» **Description of the task**
Quote the data below in full, minus the images.

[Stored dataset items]
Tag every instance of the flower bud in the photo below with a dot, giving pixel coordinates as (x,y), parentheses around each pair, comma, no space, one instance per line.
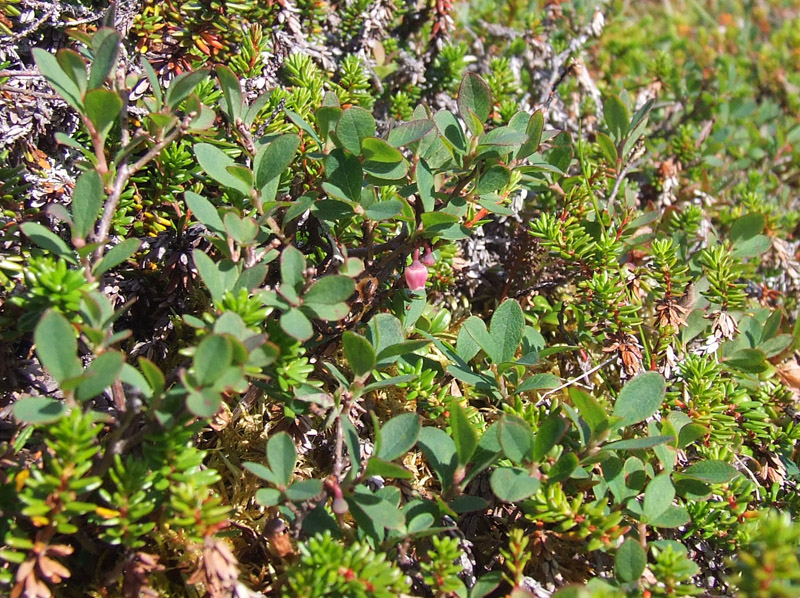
(340,506)
(416,274)
(428,258)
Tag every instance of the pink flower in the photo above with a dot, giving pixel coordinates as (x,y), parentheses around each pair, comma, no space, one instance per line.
(416,274)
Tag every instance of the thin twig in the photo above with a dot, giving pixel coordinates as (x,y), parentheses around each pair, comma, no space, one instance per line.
(23,73)
(618,183)
(26,92)
(585,374)
(123,174)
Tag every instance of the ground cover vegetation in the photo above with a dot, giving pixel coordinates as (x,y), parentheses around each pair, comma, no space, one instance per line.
(382,298)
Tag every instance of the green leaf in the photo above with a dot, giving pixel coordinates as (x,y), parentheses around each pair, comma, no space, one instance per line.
(183,85)
(282,457)
(354,125)
(38,410)
(474,327)
(712,472)
(398,436)
(304,490)
(382,160)
(241,230)
(384,210)
(617,117)
(751,247)
(274,158)
(380,512)
(640,398)
(506,329)
(216,162)
(407,133)
(658,496)
(747,227)
(218,277)
(630,561)
(204,211)
(591,411)
(451,130)
(58,79)
(547,436)
(73,66)
(330,290)
(117,254)
(343,175)
(203,403)
(213,356)
(534,133)
(105,58)
(468,504)
(100,374)
(359,353)
(296,325)
(516,439)
(496,177)
(87,201)
(45,239)
(57,347)
(232,92)
(512,484)
(474,96)
(464,435)
(268,497)
(563,468)
(386,469)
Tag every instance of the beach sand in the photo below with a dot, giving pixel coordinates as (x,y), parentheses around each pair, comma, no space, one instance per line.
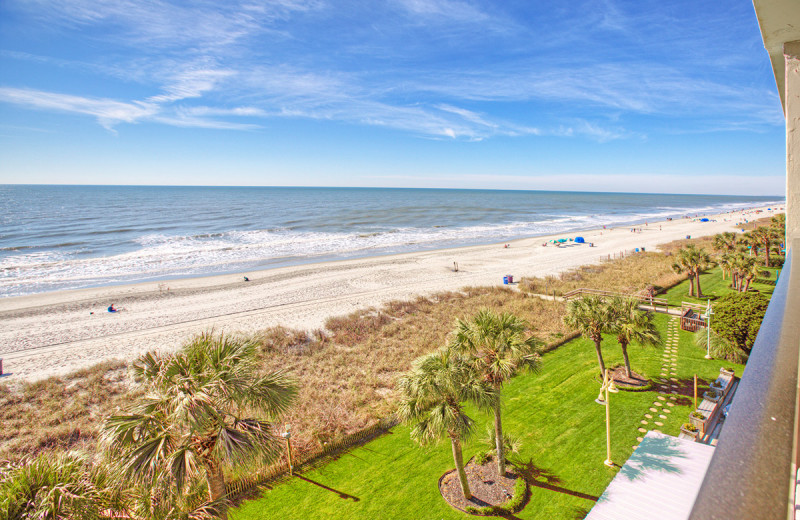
(56,333)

» **Result below**
Tag every instance of the flower bud in the photo below with a dot, giving pixel coordinates as (x,y), parentheses around each pair, comma, no space, one instance per line.
(340,506)
(416,274)
(428,258)
Tag every instance of the pink flower in the photo above with a dot, giving pixel coordinates as (x,y), parentheses around each pair, comma, no space, one instance per line.
(416,274)
Tag every instance of the thin twig in the photo above with a dot, giving pixel coordinates as (x,y), parentheses around each pair, comma, no space, one instance per line.
(23,73)
(618,183)
(26,92)
(585,374)
(123,174)
Tag every instance of the ground cover vegetation in the photo above with a dot, giving pixel coordinates as (x,y), parentheses around each pair, comma, no space, one instance per line.
(382,298)
Tag every instance of the green leaf in the photo above with a dot, giving pixel coordinates as (x,y), parentheses around each pair, comma, no space, one instance per line.
(183,85)
(282,457)
(354,125)
(38,410)
(474,327)
(712,472)
(398,436)
(304,490)
(382,160)
(241,230)
(384,210)
(617,117)
(751,247)
(274,158)
(380,512)
(640,398)
(506,329)
(216,162)
(407,133)
(658,496)
(747,227)
(218,277)
(630,561)
(204,211)
(591,411)
(451,130)
(58,79)
(547,436)
(73,66)
(330,290)
(117,254)
(343,175)
(203,403)
(213,356)
(534,133)
(105,58)
(468,504)
(100,374)
(359,353)
(296,325)
(516,439)
(496,177)
(87,201)
(45,239)
(57,347)
(232,92)
(512,484)
(474,96)
(464,435)
(268,497)
(563,468)
(386,469)
Tag every instance of the beach sand in the photo below with a dot, giving pixel coordinates as (x,y), parentheses around each pair, comma, no space, one instance per line.
(56,333)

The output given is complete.